> _Goal of the exercise_
Which lines in the records below contain the string "Target"? Extract each of them in full.

(A block of data)
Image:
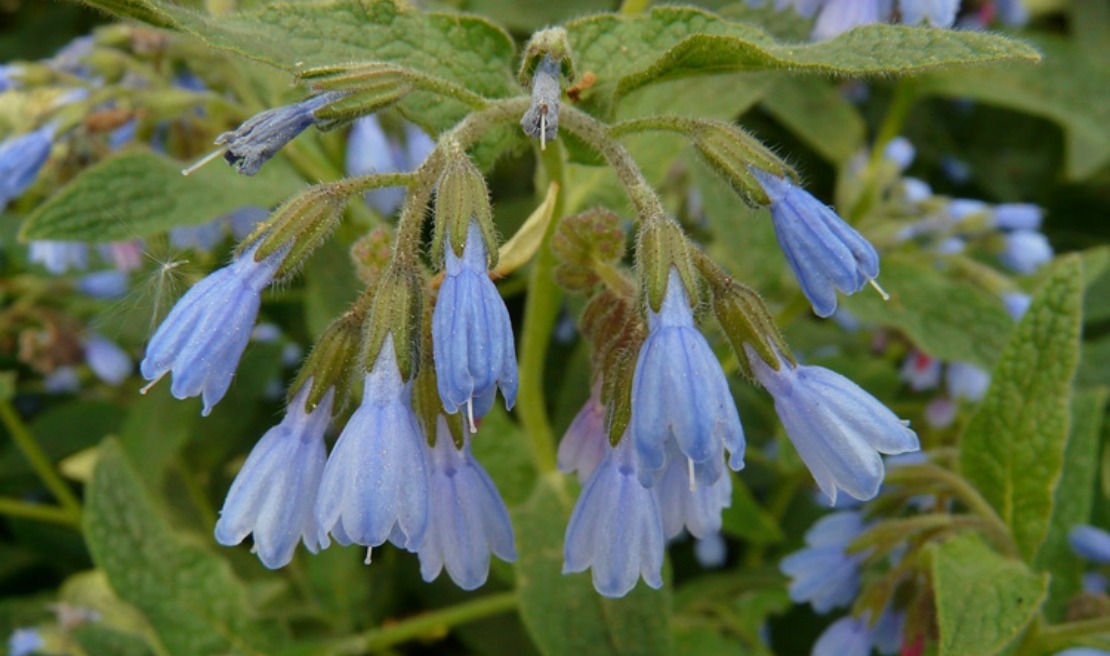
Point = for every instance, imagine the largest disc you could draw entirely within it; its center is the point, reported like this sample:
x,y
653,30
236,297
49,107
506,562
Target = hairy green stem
x,y
429,624
13,507
21,435
541,311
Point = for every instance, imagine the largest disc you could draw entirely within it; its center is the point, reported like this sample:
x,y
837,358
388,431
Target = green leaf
x,y
189,595
984,601
1049,91
1072,501
564,614
139,193
819,115
463,49
1012,448
746,520
947,319
628,52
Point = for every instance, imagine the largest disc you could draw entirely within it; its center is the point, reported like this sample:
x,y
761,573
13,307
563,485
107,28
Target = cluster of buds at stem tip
x,y
546,59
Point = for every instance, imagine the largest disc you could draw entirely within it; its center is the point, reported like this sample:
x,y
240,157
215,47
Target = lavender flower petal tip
x,y
615,528
273,496
374,487
825,253
838,429
1090,543
467,518
202,339
472,334
679,393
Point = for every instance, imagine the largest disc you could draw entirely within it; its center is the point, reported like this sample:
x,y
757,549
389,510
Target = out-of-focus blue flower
x,y
615,528
467,518
586,440
686,504
1018,217
710,552
21,158
24,642
825,253
679,394
920,372
274,494
104,284
848,636
1090,543
1026,251
837,17
966,381
940,13
472,334
838,429
823,573
374,487
262,135
107,360
899,151
59,256
202,339
1017,303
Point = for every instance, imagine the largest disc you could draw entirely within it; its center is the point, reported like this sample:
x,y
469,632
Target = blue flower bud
x,y
825,253
838,429
273,496
679,393
586,440
21,158
823,573
202,339
59,256
374,487
471,333
262,135
615,528
467,518
107,360
1090,543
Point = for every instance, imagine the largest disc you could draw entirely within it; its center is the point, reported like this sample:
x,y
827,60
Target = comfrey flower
x,y
274,494
21,158
374,487
586,440
262,135
838,429
848,636
59,256
1026,251
107,360
684,504
1090,543
471,333
823,573
204,335
825,253
615,528
679,393
467,518
541,120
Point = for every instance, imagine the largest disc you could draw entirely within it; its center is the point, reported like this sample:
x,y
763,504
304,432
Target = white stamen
x,y
470,415
147,387
881,291
202,161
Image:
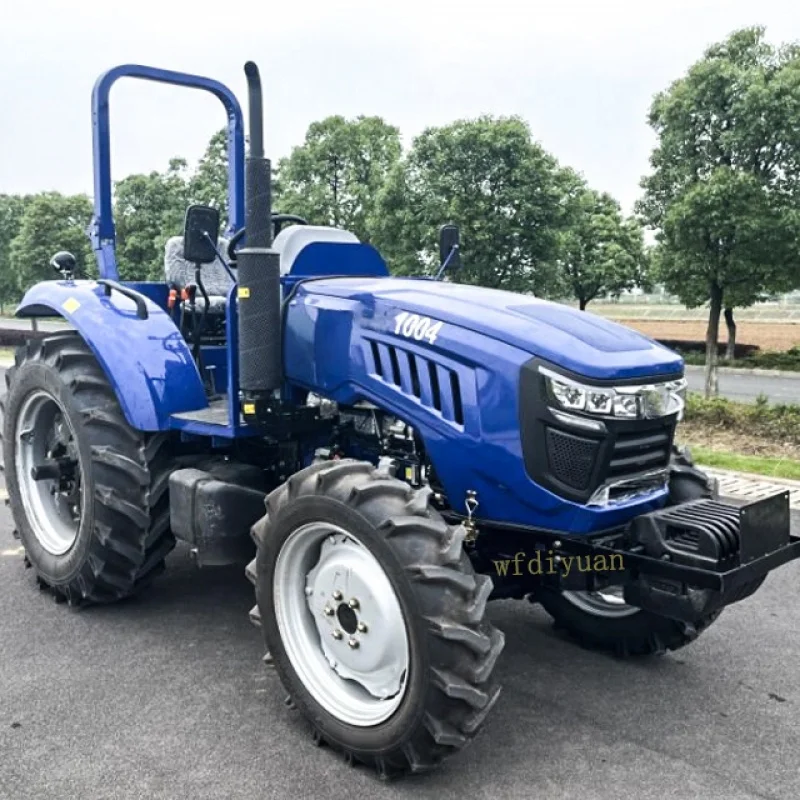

> _Worked solution_
Target = hairy green stem
Target = green leaf
Target = cluster of buds at stem tip
Target = lavender flower petal tip
Target = out-of-focus blue flower
Target = blue flower bud
Target = comfrey flower
Target = white stamen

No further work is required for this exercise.